[EXERCISE REQUIREMENTS]: Copy out the whole listing exactly as written, leaving the pictures behind.

[RECORDS TO USE]:
..............................

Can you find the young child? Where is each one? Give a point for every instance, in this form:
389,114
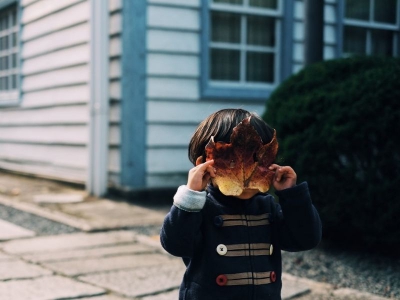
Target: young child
231,245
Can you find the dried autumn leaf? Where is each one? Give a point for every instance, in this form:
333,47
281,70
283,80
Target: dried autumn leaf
244,162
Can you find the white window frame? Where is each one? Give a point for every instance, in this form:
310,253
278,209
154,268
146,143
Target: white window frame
370,25
282,62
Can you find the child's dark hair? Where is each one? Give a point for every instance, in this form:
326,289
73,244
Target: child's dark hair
220,125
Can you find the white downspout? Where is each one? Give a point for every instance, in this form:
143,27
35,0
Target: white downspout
97,181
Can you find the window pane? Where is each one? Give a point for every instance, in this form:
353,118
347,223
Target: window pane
14,60
385,11
382,42
14,39
229,1
225,65
260,31
225,27
260,67
354,40
264,3
14,82
357,9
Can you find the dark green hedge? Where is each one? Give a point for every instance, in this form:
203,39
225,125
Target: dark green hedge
338,125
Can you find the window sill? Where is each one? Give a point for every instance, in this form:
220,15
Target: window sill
232,93
9,99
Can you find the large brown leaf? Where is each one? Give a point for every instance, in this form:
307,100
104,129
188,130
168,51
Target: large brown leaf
244,162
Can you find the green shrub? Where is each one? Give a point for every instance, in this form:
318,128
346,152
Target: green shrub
338,126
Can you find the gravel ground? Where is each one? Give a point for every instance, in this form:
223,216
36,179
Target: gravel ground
364,272
347,269
32,222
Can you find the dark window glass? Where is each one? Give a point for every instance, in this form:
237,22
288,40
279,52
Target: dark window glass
260,31
264,3
357,9
385,11
355,39
229,1
225,27
225,65
260,67
382,42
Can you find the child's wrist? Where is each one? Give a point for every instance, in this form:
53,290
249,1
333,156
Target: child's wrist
189,200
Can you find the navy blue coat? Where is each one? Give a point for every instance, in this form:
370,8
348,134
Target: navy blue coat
232,247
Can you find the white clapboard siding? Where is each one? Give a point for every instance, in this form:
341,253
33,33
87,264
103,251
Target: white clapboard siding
44,8
75,157
47,134
189,3
173,88
51,115
115,90
114,160
299,9
57,40
115,113
114,135
172,180
62,77
115,23
72,135
47,170
58,59
192,112
26,2
169,135
57,96
65,18
115,68
171,160
115,46
173,18
115,51
114,5
171,41
172,64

..............................

[EXERCISE ANSWER]:
Can you find the young child? Where is each one? Give a point for every instance, in this form:
389,114
Target: young child
231,245
Can you find the dried autumn leaf? Where is each one? Give a point for every instance, in this form:
333,47
281,70
283,80
Target: dried autumn leaf
244,162
Can you find the white window frame? Where is each one? Give a point for every instance, in this form:
310,253
278,209
154,268
146,143
Target: white window frame
370,25
282,62
Can you find the child's dark hair? Where is each one? Give a point for every instance, in this form:
326,289
73,244
Target: child's dark hair
220,125
Can you find the white downspout? Where is each one? Give a point for every instance, in this form:
143,27
35,0
Target: white downspout
97,181
Can you find the window pane? Where is each one? Give a point for every instance, in this form:
353,118
347,223
Target: window pane
14,60
385,11
382,42
14,39
229,1
225,65
260,31
225,27
260,67
354,40
264,3
14,82
357,9
Can you find the dark green hedge? Where is each one? Give a point for every instance, in this form:
203,39
225,125
Target: dark green hedge
338,125
Can you find the window sill? Where is each one? Give a point for every instance, in this form:
220,15
Target: window sill
232,93
9,99
Can you find the large brown leaf? Where is each one? Give a point for every instance, in this form:
307,100
104,129
188,130
168,51
Target: large brown leaf
244,162
Can you find the green shrub? Where is each one? Give a point for every instance, in this form:
318,128
346,152
Target: green shrub
338,126
Can you find the gravel ground? Where is each one? Give a point for every instance, in this form:
223,216
36,179
Target: gravel ground
364,272
347,269
32,222
Can you find the dark window glass? Where is each one? Give a point for every instance, in this form:
237,22
288,40
279,52
Target: dark window glass
260,31
264,3
357,9
385,11
355,39
229,1
225,27
225,65
260,67
382,42
Can you find the child's wrist? Where is each one? Give a point for every instance, in this form:
53,290
249,1
333,156
Target: child's wrist
189,200
Can you find the navy blue coat? Where is each one? Give a point for every instance, in this form:
370,8
348,134
Target: navy blue coat
232,247
Can you find the white clapboard siding? Where is each one? Give a point for every instance, in this form:
341,253
33,33
87,264
103,251
Target: white clapboard siding
44,8
75,157
47,134
189,3
173,88
51,115
115,90
114,160
299,9
57,40
115,113
114,135
172,180
62,77
115,23
72,135
47,170
58,59
192,112
26,2
169,135
57,96
65,18
115,68
171,160
115,46
173,18
115,51
114,5
171,41
172,64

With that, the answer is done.